PROBLEM TO SOLVE:
Locate every line in the records below that contains the word "stone", with case counting, and copy each of those lines in full.

RECORD LIST:
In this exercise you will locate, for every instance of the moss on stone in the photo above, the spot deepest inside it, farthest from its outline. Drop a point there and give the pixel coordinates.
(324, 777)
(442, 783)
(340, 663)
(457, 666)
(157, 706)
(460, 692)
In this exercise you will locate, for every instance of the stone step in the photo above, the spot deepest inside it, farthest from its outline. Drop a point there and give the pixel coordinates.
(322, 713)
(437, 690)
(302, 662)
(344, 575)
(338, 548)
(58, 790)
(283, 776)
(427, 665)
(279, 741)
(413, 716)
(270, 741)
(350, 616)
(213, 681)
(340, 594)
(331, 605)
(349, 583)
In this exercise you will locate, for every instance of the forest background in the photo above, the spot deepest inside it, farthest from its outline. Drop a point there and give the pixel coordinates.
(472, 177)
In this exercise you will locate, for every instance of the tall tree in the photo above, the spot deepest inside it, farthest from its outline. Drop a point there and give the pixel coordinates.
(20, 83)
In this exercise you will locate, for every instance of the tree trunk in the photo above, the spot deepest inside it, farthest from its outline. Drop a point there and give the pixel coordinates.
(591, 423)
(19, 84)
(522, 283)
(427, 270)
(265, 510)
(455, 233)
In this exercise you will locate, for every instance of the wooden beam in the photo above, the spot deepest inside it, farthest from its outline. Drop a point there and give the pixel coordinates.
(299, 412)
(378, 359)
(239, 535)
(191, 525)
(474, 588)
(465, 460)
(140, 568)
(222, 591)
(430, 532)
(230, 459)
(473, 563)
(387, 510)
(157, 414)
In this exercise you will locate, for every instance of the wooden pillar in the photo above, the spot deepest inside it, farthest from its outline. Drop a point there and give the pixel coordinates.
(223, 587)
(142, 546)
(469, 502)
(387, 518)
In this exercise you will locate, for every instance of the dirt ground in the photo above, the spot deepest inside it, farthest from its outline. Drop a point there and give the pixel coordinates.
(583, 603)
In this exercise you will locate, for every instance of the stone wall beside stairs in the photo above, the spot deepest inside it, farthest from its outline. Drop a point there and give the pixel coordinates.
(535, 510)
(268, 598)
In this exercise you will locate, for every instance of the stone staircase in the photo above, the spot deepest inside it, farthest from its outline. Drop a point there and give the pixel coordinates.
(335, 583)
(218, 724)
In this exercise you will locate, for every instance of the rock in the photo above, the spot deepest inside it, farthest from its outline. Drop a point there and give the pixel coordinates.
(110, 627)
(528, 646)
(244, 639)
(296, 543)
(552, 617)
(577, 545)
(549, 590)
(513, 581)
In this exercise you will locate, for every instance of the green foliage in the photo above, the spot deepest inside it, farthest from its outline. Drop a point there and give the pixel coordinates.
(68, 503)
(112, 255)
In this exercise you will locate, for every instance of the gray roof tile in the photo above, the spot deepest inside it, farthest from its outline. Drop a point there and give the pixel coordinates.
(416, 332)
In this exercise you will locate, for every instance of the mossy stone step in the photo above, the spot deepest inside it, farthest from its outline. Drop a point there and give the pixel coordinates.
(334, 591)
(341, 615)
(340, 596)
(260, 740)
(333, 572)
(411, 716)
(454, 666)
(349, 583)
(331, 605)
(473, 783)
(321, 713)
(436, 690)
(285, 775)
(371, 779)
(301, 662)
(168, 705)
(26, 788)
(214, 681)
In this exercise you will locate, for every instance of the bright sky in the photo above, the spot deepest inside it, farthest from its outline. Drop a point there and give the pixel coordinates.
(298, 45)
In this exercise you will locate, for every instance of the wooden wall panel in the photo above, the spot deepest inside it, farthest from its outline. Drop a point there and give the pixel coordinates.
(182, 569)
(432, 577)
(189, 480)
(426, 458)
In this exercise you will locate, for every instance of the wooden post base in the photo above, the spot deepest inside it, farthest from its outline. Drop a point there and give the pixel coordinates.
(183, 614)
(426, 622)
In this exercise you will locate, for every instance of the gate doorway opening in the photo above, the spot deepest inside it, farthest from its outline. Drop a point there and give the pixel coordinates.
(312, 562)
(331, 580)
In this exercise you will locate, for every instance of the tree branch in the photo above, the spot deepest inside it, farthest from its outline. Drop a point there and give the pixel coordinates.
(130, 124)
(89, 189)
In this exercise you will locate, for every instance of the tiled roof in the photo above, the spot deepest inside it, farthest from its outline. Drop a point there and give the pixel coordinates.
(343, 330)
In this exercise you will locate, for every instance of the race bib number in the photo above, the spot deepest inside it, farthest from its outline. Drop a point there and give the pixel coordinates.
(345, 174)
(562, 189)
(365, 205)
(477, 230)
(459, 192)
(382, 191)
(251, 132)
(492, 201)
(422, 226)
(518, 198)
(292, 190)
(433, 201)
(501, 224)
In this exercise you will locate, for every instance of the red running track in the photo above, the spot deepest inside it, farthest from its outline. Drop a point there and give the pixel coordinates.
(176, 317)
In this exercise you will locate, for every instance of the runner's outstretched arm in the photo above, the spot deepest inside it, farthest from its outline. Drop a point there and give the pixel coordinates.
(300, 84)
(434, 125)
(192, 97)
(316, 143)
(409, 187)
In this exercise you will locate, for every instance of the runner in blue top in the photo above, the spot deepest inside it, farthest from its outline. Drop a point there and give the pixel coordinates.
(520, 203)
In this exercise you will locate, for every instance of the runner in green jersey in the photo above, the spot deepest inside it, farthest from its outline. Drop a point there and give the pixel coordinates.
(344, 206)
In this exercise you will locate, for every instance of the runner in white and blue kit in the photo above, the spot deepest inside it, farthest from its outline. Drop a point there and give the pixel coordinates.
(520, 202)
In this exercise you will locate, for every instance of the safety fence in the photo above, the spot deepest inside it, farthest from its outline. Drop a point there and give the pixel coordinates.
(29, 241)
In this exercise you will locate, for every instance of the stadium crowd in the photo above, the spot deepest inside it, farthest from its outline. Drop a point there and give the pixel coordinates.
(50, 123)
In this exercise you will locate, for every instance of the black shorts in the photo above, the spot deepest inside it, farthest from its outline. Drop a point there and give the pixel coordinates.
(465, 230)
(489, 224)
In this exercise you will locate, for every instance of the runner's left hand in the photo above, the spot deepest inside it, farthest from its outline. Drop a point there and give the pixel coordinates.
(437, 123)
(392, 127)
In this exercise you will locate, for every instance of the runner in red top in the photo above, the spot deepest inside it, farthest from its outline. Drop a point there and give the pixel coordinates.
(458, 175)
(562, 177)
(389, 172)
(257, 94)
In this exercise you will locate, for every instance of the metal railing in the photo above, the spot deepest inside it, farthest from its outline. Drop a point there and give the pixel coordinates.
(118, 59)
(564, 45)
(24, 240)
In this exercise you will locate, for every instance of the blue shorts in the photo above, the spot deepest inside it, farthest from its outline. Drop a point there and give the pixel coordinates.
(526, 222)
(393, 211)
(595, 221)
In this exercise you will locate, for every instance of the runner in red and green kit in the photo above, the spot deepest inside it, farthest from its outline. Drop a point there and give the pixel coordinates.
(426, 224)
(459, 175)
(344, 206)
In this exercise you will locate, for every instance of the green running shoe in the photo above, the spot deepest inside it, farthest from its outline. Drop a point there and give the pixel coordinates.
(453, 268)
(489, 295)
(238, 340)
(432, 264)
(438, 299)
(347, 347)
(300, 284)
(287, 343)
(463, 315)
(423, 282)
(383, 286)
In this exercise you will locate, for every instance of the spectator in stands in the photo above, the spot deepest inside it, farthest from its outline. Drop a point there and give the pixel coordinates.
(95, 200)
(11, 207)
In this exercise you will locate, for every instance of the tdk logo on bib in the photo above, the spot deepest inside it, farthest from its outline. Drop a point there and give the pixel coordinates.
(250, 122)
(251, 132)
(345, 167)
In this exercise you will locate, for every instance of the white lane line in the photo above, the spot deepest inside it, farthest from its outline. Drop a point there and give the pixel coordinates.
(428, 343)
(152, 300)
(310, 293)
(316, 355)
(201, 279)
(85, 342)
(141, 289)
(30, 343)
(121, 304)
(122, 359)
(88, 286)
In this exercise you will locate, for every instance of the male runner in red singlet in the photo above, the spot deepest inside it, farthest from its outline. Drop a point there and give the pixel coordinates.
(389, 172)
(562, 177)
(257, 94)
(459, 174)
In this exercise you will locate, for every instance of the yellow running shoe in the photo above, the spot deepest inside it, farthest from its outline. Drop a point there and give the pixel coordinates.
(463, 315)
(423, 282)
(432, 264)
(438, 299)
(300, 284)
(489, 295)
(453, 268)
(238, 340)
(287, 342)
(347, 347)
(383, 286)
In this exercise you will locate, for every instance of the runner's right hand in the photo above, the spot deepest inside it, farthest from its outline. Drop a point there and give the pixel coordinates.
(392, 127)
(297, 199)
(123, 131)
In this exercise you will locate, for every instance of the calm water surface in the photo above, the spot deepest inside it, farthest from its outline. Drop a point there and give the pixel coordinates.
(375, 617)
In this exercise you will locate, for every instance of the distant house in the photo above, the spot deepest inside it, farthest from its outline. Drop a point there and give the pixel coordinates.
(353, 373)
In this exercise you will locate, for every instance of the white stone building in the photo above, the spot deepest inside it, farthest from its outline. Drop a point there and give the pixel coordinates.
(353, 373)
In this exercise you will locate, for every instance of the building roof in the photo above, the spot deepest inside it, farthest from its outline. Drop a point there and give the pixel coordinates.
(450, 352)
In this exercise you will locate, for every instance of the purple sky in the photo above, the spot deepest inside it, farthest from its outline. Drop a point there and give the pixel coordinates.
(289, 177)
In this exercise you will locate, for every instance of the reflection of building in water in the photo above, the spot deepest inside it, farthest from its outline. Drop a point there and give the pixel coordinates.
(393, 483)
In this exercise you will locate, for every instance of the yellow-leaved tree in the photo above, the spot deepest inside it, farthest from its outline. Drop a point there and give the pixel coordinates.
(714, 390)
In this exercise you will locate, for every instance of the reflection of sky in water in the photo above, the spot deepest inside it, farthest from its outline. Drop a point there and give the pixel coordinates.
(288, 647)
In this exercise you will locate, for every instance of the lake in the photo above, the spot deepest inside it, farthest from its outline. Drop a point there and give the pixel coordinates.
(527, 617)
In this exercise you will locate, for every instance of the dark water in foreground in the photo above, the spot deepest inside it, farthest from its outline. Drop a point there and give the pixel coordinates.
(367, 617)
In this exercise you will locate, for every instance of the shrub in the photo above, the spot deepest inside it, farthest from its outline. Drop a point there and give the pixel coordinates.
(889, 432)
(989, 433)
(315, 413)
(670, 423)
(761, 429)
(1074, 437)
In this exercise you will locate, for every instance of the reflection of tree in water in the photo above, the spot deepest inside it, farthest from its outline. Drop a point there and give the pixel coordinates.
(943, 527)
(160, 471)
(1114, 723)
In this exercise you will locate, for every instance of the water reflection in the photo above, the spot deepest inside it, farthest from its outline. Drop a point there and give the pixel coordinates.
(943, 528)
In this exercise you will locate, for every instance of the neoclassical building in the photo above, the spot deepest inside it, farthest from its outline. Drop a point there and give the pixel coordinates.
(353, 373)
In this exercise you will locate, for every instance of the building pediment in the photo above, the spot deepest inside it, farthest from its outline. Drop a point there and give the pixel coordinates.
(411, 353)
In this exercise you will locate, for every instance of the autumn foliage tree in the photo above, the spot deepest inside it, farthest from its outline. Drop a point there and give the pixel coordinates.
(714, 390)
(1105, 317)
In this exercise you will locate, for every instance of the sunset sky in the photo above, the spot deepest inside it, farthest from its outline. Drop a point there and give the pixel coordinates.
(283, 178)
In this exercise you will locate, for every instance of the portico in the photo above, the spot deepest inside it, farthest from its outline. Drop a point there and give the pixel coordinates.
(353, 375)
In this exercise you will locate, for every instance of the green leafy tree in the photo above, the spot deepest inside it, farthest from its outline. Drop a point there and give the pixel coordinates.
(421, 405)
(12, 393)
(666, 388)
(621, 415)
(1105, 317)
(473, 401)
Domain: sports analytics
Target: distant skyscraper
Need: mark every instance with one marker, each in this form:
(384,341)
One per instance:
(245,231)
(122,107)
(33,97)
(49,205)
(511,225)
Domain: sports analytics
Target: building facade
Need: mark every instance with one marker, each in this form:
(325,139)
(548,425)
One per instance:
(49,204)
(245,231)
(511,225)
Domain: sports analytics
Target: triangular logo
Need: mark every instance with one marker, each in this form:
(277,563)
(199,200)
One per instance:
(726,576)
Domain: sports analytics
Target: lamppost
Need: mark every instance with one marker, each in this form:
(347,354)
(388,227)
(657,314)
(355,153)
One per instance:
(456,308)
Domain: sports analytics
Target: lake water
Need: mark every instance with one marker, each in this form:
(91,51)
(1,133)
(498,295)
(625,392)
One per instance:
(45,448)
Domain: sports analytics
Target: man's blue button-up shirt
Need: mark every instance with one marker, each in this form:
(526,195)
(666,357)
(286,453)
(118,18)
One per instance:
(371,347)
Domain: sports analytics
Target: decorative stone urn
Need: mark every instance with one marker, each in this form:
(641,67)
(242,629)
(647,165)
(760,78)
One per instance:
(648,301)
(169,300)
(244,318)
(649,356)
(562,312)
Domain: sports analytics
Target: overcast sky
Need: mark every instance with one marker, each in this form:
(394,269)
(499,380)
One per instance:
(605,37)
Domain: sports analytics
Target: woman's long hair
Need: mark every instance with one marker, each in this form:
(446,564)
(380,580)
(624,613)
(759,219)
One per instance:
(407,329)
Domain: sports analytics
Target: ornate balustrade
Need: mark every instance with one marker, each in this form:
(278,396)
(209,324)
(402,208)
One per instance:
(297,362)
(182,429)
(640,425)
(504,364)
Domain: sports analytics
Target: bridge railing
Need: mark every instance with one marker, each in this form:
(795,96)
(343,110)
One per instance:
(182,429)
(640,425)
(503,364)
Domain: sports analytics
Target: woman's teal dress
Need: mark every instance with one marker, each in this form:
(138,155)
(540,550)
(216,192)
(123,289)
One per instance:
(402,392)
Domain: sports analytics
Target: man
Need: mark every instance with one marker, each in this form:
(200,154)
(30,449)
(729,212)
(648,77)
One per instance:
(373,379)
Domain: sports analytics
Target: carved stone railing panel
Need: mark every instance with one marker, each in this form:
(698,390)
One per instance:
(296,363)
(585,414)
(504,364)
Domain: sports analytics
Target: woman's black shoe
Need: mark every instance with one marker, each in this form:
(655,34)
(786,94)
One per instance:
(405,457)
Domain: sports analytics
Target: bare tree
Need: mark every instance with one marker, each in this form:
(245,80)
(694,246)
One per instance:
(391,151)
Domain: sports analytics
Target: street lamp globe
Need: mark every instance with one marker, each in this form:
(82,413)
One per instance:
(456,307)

FULL OUTPUT:
In this exercise you will locate, for every instance of the moss on stone in the photo above, the spot deepest inside it, farthest from its outline. Drop a point there and give the pixel coordinates.
In this exercise you will locate, for every instance of the stone step in the photo above, the spot deepest inside it, farthest from its outline. Drop a point there and give the pixel coordinates.
In this exercise you will locate, for every instance of the stone wall beside stairs in the photo above, the spot deepest inside it, farthest from its outline. Drop a point there and give the pixel coordinates.
In this exercise you will locate, for every instance of the stone staircase in the photo above, the spot deepest inside it, farthest from its outline. Drop a point there and give the pixel coordinates.
In this exercise you will locate, for every instance of the mossy stone step in the photo above, the spot deepest inside it, farthest from its outline. Drop a point there and give the pixel coordinates.
In this exercise you will locate, for every instance of the white stone building in the photo above, the spot deepest inside it, farthest from its outline. Drop a point there and give the pixel coordinates.
Target: decorative stone urn
Target: carved stone railing panel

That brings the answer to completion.